Dataset content:
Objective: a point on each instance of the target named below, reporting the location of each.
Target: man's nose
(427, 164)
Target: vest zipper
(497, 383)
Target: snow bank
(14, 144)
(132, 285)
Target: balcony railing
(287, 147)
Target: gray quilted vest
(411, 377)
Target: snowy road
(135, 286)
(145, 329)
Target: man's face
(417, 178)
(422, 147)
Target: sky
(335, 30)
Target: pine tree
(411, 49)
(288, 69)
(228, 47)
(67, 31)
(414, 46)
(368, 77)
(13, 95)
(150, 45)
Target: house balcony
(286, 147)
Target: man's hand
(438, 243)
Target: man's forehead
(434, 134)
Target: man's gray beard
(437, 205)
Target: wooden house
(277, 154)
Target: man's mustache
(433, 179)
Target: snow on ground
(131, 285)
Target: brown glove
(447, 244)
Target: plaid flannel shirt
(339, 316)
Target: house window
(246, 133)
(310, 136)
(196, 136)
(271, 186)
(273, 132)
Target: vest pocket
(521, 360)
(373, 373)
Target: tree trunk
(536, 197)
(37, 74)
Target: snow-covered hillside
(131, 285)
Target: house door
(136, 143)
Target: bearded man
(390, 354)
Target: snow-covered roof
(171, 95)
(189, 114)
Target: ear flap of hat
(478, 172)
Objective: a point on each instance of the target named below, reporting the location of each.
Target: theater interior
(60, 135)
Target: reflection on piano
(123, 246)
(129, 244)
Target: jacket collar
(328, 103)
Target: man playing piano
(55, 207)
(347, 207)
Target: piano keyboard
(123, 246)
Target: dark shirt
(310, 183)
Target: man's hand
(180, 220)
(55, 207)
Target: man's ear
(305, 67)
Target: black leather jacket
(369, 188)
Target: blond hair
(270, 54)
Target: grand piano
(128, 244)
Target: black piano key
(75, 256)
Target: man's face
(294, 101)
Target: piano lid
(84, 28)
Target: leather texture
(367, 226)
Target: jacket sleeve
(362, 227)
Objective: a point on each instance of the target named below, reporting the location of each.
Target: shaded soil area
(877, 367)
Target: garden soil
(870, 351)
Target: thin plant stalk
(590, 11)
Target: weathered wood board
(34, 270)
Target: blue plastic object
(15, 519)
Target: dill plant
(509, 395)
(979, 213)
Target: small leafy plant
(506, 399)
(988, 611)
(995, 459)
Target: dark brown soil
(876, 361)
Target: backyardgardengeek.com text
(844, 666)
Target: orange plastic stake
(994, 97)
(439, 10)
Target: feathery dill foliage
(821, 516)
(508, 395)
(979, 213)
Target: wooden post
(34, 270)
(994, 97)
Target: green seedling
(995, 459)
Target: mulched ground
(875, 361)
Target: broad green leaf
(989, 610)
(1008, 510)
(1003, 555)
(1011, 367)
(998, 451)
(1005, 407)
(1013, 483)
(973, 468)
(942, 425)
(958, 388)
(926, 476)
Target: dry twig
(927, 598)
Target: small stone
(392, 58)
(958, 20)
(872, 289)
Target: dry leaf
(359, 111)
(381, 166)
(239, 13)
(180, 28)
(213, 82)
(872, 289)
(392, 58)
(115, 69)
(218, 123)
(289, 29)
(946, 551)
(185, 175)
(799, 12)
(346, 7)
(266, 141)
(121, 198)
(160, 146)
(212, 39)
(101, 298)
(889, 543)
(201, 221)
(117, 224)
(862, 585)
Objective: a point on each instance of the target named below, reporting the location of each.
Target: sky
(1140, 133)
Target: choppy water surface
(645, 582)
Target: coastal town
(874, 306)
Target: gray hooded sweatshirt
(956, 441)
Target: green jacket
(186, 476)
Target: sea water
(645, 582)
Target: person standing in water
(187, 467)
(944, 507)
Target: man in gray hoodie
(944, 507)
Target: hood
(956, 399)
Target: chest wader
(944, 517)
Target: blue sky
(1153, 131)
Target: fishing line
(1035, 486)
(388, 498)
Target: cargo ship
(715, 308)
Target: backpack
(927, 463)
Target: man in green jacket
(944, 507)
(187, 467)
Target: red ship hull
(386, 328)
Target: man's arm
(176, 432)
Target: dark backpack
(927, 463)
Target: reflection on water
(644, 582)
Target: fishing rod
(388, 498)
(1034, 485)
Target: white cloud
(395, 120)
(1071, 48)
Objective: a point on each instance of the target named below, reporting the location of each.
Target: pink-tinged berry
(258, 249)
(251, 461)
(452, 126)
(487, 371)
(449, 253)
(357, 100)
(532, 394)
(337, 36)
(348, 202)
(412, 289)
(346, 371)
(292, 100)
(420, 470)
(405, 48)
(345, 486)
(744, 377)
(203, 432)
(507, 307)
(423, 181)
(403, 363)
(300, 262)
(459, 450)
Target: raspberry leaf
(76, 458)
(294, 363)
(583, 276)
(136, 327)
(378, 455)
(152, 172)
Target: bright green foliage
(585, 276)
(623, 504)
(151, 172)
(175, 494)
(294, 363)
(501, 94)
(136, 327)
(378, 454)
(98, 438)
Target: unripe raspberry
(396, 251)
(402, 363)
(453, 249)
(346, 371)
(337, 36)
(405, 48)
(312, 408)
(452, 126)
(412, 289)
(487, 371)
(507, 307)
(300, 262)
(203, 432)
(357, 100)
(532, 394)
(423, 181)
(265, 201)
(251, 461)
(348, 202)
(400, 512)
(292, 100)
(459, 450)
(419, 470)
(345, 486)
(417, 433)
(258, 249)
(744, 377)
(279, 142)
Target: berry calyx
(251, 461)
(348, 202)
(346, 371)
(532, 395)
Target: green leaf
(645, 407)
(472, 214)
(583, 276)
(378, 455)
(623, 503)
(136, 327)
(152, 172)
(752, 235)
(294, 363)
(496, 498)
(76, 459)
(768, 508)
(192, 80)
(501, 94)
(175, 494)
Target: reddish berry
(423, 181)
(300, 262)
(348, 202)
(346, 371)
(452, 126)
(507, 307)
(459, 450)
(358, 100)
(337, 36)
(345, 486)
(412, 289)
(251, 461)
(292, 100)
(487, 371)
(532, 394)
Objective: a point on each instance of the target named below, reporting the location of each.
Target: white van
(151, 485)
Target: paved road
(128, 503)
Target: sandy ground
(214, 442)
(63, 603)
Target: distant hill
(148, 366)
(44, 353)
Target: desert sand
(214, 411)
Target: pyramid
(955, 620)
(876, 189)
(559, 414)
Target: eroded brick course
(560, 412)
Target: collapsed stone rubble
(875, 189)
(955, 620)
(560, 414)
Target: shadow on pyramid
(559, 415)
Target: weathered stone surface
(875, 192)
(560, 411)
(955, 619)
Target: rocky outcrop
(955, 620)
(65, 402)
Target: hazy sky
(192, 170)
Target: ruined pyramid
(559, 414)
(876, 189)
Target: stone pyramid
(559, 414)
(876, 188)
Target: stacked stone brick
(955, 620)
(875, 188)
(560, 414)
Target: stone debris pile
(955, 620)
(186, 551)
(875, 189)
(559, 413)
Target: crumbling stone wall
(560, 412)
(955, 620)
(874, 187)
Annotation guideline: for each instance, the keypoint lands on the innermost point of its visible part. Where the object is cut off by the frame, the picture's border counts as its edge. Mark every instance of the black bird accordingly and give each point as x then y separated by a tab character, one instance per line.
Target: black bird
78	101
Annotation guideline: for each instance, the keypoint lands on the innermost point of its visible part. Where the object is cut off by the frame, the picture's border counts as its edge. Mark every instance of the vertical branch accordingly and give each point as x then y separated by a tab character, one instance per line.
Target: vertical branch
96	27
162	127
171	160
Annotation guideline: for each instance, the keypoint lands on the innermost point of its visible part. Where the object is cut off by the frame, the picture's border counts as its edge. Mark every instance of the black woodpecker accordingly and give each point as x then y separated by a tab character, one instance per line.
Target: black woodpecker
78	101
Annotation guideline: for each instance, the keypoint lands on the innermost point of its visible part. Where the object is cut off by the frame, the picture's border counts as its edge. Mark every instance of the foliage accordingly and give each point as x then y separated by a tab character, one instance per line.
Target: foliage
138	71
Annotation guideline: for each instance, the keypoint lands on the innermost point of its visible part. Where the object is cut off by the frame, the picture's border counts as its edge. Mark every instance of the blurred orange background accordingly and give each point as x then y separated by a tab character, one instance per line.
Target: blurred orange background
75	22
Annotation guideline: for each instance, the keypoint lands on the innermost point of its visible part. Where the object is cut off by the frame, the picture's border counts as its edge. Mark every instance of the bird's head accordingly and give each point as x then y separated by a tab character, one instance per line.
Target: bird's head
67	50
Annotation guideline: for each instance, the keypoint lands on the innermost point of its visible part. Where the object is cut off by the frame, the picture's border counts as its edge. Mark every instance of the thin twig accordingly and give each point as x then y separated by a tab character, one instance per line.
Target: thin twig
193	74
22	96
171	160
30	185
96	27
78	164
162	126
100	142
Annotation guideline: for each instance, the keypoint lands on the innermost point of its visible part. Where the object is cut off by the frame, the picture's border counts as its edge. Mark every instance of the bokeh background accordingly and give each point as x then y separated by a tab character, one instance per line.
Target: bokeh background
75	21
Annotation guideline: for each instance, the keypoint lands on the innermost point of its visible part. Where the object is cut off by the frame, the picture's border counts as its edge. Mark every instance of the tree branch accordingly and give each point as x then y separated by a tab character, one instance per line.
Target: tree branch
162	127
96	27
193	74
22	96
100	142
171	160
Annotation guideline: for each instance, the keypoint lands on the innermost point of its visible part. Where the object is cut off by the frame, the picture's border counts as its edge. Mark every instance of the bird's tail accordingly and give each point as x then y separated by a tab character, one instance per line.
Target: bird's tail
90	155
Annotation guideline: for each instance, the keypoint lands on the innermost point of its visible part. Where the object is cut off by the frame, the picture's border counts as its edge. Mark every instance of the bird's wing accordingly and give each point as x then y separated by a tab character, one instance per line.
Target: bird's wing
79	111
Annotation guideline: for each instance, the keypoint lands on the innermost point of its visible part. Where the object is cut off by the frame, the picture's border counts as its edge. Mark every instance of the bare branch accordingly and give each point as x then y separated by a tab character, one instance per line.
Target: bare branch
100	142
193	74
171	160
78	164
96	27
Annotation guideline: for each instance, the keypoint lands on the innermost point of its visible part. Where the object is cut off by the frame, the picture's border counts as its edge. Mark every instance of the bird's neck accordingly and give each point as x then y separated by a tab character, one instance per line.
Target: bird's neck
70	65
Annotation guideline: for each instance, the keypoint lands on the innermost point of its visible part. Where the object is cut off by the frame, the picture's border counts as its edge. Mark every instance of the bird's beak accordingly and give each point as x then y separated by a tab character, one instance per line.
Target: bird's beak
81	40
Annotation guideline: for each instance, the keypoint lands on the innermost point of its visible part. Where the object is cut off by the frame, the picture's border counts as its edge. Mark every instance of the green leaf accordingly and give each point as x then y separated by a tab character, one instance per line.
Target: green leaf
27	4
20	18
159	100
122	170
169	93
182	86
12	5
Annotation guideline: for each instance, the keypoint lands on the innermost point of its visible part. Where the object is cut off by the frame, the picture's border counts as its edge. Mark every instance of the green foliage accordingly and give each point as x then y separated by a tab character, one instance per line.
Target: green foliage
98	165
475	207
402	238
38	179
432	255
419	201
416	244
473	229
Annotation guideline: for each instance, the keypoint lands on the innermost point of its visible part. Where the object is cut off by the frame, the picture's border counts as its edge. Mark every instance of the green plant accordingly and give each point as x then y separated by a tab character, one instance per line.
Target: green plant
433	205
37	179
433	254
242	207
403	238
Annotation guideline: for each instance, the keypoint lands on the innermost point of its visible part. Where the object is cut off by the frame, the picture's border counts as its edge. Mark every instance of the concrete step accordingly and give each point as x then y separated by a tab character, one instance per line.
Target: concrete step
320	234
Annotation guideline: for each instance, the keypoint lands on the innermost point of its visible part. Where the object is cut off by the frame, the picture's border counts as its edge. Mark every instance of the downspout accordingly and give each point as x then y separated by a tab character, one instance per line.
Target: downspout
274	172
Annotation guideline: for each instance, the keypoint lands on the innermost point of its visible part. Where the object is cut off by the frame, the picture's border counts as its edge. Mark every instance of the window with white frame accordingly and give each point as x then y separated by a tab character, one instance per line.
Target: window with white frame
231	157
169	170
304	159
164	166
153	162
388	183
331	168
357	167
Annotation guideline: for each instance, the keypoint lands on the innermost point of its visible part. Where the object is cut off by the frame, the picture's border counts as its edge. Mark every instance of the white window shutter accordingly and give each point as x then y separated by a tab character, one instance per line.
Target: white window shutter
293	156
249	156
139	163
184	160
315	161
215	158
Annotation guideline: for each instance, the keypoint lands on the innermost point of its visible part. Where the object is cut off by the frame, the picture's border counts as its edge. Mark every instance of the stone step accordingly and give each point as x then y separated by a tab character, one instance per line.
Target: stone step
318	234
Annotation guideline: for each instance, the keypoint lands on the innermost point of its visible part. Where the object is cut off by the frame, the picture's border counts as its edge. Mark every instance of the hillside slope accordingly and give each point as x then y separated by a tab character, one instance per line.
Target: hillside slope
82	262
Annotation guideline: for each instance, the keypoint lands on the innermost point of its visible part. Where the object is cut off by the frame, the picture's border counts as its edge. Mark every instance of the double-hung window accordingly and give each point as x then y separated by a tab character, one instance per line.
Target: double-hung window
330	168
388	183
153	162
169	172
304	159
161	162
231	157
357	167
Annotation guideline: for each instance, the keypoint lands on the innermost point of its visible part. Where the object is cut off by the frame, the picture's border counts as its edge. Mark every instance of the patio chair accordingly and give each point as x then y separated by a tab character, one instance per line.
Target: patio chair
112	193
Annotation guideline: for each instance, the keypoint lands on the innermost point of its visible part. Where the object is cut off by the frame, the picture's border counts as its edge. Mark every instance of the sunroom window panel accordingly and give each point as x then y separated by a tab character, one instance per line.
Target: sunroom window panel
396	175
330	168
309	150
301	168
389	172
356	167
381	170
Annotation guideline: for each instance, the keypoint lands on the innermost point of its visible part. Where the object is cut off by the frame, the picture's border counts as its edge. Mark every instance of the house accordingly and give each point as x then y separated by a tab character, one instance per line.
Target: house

Given request: Copy out word for word the stretch from the line containing "of the house" through the end of the entries above.

Worked answer:
Annotation guideline: for each instance, the keypoint lands on the innermost point of its visible part. Where the object is cut off by the frame, the picture's border counts as its edge. Mark every instance of the house accordingly and give each point as x then y separated by a tab character, one instance per line.
Target: house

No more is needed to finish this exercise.